▶ _Supplied material_
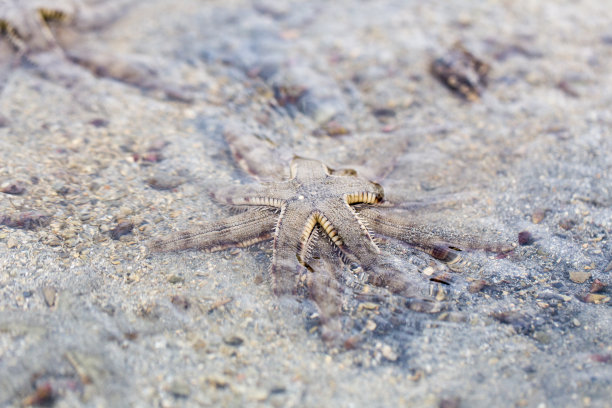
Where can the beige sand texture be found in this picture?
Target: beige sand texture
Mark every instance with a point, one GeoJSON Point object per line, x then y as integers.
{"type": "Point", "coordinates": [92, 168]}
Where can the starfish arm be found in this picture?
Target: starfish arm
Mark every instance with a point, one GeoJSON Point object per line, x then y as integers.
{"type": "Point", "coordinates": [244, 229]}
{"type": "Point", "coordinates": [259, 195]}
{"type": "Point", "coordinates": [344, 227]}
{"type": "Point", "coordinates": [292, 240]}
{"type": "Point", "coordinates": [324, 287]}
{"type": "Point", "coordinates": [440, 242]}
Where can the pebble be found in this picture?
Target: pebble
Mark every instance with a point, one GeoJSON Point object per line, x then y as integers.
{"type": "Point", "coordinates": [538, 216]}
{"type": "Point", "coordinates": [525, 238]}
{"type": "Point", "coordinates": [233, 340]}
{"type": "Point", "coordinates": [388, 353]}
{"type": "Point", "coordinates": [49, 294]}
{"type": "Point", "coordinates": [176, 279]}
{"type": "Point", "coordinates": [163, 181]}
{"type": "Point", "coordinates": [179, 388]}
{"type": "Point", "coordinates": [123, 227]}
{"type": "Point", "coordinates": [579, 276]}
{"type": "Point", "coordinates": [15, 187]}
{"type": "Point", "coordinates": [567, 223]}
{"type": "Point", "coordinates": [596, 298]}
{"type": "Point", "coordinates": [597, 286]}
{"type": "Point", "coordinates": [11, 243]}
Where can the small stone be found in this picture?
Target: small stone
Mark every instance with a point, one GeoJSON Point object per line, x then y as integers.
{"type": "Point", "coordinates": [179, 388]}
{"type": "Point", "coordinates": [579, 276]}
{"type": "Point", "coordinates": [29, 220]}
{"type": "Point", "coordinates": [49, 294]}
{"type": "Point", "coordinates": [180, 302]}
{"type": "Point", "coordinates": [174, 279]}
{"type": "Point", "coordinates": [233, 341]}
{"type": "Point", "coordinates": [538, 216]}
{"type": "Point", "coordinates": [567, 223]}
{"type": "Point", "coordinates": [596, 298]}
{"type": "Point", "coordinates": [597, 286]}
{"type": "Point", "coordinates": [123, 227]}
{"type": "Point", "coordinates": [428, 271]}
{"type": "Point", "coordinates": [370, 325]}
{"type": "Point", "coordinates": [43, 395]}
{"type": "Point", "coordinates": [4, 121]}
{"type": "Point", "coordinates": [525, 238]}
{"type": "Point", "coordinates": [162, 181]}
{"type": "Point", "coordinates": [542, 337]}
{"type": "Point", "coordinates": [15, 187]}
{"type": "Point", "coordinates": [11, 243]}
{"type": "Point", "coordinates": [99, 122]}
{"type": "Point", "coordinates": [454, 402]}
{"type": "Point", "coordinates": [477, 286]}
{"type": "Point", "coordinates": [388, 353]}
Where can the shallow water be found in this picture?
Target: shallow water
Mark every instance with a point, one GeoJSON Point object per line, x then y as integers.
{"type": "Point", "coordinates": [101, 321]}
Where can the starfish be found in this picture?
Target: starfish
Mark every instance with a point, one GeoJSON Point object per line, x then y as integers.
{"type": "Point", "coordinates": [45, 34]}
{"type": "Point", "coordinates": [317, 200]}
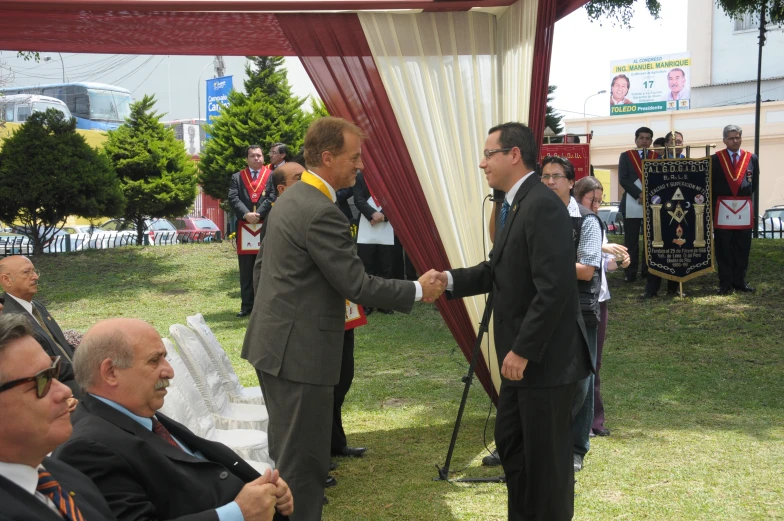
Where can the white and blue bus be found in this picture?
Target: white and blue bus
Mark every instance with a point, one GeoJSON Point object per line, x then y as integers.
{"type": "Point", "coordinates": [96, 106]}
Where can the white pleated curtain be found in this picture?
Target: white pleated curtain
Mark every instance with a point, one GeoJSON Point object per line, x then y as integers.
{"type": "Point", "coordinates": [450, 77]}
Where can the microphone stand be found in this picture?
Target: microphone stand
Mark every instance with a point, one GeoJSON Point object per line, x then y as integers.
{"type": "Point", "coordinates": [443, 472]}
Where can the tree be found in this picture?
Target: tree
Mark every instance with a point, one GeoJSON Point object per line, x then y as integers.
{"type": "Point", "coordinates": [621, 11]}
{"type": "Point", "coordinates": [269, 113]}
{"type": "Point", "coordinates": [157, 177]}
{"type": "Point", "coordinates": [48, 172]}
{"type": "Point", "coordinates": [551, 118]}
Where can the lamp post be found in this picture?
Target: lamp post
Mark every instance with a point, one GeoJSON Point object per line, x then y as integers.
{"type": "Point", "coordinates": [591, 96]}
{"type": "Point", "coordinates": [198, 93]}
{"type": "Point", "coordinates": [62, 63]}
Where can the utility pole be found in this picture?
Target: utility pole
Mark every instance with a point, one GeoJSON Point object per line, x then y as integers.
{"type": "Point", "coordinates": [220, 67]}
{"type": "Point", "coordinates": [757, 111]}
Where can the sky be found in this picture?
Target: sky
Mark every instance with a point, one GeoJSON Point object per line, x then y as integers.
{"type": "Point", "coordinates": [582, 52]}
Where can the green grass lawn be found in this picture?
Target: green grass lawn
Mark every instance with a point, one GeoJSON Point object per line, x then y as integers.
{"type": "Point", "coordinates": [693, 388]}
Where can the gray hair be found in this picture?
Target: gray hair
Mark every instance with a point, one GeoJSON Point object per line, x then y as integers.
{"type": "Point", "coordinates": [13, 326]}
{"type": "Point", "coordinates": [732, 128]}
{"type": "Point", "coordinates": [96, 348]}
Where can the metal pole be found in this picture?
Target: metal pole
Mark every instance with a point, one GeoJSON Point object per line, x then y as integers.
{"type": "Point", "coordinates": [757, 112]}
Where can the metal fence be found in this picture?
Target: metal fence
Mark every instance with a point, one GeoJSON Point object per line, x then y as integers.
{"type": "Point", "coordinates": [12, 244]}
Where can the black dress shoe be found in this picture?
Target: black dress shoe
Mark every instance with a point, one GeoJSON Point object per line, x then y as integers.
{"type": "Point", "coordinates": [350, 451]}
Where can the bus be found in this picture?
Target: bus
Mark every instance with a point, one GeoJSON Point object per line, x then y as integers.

▶ _Exercise instructions_
While leaving pictures out, reproduce exactly the lines from the beginning of the listing above through the line containing "Target: pebble", both ends included.

▶ _Reply to the task_
Where can the beige sand texture be found in this picture?
Target: beige sand texture
Mark every instance with a point, one GeoJSON Point object per line, x then y as integers.
{"type": "Point", "coordinates": [92, 168]}
Where can the starfish arm be found in this picture?
Target: starfish arm
Mark every instance with a point, one GeoJSON Point object per line, x then y as integers.
{"type": "Point", "coordinates": [244, 229]}
{"type": "Point", "coordinates": [259, 195]}
{"type": "Point", "coordinates": [344, 227]}
{"type": "Point", "coordinates": [292, 240]}
{"type": "Point", "coordinates": [324, 287]}
{"type": "Point", "coordinates": [440, 242]}
Where can the pebble be found in this picture?
Target: pebble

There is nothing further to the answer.